[STORED DATA]

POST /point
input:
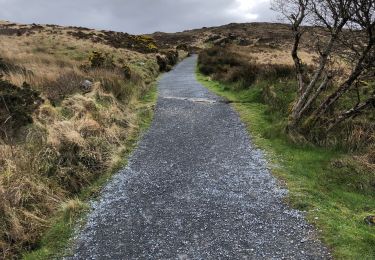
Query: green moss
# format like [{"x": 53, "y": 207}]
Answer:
[{"x": 334, "y": 190}]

[/STORED DATA]

WORK ITEM: Each entry above should be copied exactly. The pictures should not.

WRITTEN RESPONSE:
POST /point
input:
Query: green moss
# format like [{"x": 53, "y": 207}]
Answer:
[{"x": 334, "y": 190}]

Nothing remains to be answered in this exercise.